PROBLEM DESCRIPTION: Please update the listing between the lines holding "task: outline the ice plant ground cover" and "2 176 L 157", inclusive, by replacing "ice plant ground cover" with "succulent ground cover" and leaving everything else as it is. Give back only those lines.

EXERCISE DATA:
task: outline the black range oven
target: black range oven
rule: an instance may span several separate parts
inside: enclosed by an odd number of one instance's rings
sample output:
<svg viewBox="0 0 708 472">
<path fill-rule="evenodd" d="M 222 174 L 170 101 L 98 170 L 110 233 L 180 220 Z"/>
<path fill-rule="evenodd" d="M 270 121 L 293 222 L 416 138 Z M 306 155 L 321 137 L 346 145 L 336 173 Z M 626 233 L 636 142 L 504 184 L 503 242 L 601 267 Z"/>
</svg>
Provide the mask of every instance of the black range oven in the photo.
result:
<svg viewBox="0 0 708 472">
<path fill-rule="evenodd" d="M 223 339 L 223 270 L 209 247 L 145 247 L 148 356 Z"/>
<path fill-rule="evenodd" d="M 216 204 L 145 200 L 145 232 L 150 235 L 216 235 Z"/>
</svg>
---
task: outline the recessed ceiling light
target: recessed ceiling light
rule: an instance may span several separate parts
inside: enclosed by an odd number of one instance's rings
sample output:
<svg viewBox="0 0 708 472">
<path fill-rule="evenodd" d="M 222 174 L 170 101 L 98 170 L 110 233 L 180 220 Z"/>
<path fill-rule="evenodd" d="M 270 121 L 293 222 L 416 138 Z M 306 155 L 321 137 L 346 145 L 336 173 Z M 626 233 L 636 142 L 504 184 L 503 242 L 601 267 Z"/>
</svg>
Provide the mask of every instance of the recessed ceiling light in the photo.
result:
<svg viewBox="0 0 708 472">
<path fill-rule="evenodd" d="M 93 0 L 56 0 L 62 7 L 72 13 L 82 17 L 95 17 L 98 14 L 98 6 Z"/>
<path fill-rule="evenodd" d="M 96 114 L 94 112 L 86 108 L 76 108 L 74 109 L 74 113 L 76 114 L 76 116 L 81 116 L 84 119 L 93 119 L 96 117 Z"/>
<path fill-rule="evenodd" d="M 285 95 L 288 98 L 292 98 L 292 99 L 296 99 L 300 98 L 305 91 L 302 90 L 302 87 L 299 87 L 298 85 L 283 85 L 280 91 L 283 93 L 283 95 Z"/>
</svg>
---
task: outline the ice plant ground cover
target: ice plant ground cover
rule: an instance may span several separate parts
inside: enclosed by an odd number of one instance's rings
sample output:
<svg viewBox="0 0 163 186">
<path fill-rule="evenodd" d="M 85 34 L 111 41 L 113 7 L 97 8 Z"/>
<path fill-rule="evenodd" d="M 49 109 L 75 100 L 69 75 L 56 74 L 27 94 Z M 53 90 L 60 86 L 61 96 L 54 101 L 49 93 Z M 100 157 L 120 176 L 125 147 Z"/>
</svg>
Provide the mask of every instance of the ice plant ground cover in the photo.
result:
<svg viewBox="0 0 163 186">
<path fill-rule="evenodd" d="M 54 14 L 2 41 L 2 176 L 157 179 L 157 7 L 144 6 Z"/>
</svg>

EXERCISE OUTPUT:
task: outline the succulent ground cover
target: succulent ground cover
rule: an instance may span several separate parts
inside: enclosed by an odd number of one instance's rings
sample output:
<svg viewBox="0 0 163 186">
<path fill-rule="evenodd" d="M 85 34 L 111 41 L 113 7 L 97 8 Z"/>
<path fill-rule="evenodd" d="M 49 109 L 75 100 L 69 75 L 56 74 L 27 94 Z M 53 90 L 60 86 L 61 96 L 54 101 L 49 93 Z M 100 157 L 120 176 L 125 147 Z"/>
</svg>
Provide the mask of every instance of the succulent ground cover in the photo.
result:
<svg viewBox="0 0 163 186">
<path fill-rule="evenodd" d="M 54 14 L 2 41 L 2 176 L 157 179 L 157 7 L 144 6 Z"/>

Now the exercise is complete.